Teachers suffer serious mental health challenges

Fighting for teachers: Radikolo PIC: MORERI SEJAKGOMO
Fighting for teachers: Radikolo PIC: MORERI SEJAKGOMO

PALAPYE: The role played by educators to students and learners as mentors, role models and counsellors has become even more risky and precarious, leading to rising mental health challenges among teachers, a top unionist has said.

Botswana Sectors of Educators Trade Union (BOSETU) president, Winston Radikolo said in order to deal with  the mental challenges faced by teachers and increasingly, learners as well, government must urgently finalise the National Mental Health Framework.

Radikolo was making  a keynote address at the just ended BOSETU elective congress in Palapye. The congress was themed “Transforming the education sector in the midst of COVID-19 pandemic.”

“This (mental health frame work) we believe is the only progressive avenue to follow in order to contain the high cases of mental and psychological challenges on educators as a result of the difficulties the work environment exposes them to,” Radikolo said.

He added: “Teachers will continue to be faced with very challenging emerging issues such psychological problems as a result of COVID-19 and its impact.”

Radikolo also said COVID-19 has worsened the mental health of some of the educators and learners across the country advising that among others, the National Mental Health Framework could boost social cohesion, thereby promoting better mental health.

Some of the challenges teachers often grapple with which contribute to mental health problems include; high student-educator ratio, lack of resources, poor infrastructure and lack of accommodation.

The International Labour Organisation and its constituents, being governments, workers and employers, have acknowledged that COVID-19 is not only a threat to public health but also affects the economy and social aspects. As a result the organisation observed that in the long term, this would affect livelihoods leading to serious mental problems among workers.

(Dataset records)
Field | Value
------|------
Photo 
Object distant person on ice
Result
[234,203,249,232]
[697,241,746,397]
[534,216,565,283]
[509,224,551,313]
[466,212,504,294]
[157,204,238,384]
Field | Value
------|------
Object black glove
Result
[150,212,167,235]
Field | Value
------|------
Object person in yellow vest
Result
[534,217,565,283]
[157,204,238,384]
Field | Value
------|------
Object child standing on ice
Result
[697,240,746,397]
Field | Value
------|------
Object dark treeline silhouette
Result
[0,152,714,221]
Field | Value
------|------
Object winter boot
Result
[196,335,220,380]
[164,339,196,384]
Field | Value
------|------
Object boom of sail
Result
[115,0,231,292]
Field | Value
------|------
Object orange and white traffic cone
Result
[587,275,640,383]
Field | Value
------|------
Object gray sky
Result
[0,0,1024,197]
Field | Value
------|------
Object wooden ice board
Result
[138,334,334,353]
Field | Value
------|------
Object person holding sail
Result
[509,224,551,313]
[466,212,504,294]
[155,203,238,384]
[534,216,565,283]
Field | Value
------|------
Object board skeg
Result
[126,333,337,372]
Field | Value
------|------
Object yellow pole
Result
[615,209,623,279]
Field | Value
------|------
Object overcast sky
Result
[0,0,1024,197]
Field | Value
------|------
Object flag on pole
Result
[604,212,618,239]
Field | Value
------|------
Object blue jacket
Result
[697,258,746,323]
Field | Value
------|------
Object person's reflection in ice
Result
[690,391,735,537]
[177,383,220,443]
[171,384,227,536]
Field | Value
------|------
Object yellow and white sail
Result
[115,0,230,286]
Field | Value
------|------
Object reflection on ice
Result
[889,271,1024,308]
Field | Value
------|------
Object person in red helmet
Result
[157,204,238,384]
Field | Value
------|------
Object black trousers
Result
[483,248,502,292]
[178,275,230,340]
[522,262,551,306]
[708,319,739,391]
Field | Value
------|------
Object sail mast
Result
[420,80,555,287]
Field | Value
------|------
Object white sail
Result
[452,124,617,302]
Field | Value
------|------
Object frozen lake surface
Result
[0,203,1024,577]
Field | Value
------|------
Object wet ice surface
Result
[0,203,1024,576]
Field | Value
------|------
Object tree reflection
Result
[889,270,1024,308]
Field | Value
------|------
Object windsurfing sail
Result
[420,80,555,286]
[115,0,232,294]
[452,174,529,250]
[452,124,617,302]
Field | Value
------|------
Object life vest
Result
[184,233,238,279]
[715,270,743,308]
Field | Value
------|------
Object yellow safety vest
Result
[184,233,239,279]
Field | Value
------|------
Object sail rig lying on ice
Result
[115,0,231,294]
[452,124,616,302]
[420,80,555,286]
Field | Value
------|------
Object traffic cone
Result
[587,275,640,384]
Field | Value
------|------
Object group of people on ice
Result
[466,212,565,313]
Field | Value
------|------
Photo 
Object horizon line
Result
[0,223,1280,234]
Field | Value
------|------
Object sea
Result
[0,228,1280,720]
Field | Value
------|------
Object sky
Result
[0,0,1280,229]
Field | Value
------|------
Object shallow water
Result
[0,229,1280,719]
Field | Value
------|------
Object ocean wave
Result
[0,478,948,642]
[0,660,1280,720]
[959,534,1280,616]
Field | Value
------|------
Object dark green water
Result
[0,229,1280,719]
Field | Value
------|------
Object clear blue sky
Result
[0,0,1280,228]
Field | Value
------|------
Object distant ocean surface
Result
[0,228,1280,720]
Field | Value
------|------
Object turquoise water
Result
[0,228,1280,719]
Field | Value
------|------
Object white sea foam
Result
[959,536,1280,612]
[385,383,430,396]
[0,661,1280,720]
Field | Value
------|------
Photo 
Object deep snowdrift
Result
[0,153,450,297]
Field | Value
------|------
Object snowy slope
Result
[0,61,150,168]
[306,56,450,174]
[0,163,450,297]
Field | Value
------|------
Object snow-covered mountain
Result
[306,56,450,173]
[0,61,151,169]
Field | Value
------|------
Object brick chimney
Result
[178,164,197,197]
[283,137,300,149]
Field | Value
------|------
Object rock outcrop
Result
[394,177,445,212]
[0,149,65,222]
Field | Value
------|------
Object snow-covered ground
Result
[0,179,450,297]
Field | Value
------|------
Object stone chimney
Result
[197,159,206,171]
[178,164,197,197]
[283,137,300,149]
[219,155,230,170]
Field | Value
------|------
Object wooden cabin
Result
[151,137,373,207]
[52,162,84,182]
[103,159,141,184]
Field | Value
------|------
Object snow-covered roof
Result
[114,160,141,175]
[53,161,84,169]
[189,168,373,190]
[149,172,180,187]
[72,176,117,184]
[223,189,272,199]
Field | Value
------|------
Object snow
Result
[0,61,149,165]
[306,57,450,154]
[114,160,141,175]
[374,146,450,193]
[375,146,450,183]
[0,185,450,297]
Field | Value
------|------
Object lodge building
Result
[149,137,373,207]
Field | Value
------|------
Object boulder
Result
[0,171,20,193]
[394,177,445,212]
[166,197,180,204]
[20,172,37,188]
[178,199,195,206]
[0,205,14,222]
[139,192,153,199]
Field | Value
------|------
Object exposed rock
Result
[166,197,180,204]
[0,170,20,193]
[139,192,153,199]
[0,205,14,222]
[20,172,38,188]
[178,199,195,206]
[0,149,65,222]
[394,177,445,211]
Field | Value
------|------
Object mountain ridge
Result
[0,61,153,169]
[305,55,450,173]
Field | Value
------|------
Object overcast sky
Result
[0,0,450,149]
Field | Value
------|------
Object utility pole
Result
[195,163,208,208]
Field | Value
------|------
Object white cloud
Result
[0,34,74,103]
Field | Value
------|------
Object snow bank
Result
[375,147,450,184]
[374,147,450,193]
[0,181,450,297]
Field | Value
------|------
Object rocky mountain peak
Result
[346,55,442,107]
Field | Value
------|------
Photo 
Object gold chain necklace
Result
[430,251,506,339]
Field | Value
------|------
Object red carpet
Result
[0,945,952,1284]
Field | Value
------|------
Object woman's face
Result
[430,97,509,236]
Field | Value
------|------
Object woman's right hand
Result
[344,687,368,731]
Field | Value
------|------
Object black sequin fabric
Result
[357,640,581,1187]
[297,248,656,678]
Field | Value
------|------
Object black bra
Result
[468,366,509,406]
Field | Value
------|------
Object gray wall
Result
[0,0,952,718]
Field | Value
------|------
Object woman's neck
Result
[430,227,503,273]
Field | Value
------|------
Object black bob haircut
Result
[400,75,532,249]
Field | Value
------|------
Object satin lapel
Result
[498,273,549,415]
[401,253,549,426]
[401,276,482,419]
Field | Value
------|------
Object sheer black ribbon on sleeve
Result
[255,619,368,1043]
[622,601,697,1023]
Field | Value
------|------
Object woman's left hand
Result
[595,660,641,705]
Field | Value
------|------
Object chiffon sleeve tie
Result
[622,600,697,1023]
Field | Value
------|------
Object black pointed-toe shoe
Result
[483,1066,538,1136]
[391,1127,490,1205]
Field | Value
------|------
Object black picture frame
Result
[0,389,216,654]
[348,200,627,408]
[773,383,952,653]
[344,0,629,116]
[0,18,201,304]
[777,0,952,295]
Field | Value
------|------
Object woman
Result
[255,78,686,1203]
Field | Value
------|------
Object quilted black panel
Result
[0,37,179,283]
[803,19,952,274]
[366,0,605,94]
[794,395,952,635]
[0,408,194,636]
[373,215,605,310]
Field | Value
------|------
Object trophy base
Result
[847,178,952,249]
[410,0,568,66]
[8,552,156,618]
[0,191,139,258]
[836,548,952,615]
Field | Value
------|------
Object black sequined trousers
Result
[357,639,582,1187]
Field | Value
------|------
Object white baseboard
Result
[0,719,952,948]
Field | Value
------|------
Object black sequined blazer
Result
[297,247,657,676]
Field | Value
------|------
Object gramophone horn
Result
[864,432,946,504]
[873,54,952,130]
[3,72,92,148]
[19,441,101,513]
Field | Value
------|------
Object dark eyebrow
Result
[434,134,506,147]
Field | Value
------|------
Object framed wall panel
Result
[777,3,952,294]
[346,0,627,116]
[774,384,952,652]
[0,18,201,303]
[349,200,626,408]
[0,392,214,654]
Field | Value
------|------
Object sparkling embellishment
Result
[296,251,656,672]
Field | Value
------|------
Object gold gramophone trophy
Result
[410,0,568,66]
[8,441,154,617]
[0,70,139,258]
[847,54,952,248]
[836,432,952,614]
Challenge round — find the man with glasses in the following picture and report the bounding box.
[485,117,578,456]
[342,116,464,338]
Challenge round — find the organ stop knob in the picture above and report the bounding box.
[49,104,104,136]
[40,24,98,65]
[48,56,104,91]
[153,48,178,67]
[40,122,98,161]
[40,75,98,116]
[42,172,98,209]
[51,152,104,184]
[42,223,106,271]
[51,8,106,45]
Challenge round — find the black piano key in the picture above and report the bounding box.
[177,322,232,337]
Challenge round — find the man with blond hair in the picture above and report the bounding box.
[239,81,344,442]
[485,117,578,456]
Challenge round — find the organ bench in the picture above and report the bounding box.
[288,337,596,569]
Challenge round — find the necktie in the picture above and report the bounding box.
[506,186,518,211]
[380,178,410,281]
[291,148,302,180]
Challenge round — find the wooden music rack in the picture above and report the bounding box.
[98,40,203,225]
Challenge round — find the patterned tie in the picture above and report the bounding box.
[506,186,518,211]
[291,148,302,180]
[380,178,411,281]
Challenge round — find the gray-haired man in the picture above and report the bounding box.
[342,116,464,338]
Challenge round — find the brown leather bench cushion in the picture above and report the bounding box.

## [To do]
a) From the article on teachers' mental health, reproduce the text starting with "Teachers suffer serious" and going on through "unionist has said.".
b) Answer these questions using the article on teachers' mental health:
(i) What framework does Radikolo say the government must urgently finalize?
(ii) In which town was the BOSETU elective congress held?
(iii) What four challenges does the article list as contributing to teachers' mental health problems?
c) Continue the article on teachers' mental health from where it stops.

## [Answers by item number]
a)
Teachers suffer serious mental health challenges

Fighting for teachers: Radikolo PIC: MORERI SEJAKGOMO
Fighting for teachers: Radikolo PIC: MORERI SEJAKGOMO

PALAPYE: The role played by educators to students and learners as mentors, role models and counsellors has become even more risky and precarious, leading to rising mental health challenges among teachers, a top unionist has said.

b)
(i) The National Mental Health Framework.
(ii) Palapye.
(iii) High student-educator ratio, lack of resources, poor infrastructure and lack of accommodation.

c)
Meanwhile, still at the congress, Radikolo called for an urgent need and radical transformation of the country’s education system towards digitalisation and infusion of technology. He emphasised that internet connectivity and the use of IT in instructional delivery by educators was long overdue.

“The use of IT (in a bid to counter the spread of COVID-19) has exposed the level of inequalities in schools. For example, the haves enjoy access to virtual classrooms and the have-nots do not.

The IT revolution in schools should be expedited as it can help to foster the learning process in many ways.”

He added that the government should also start to embrace the idea of having many workers working from home.

“We call on our various Ministries to embrace fully, the working from home and flexible hours arrangement with a deliberate intention of ultimately building a strong virtual culture of doing business. It is this change that will partly quicken our pace towards the Fourth Industrial Revolution. There should be no looking back now,” he said.

He pointed out that a strong virtual culture could improve the country’s competitiveness within a global setting.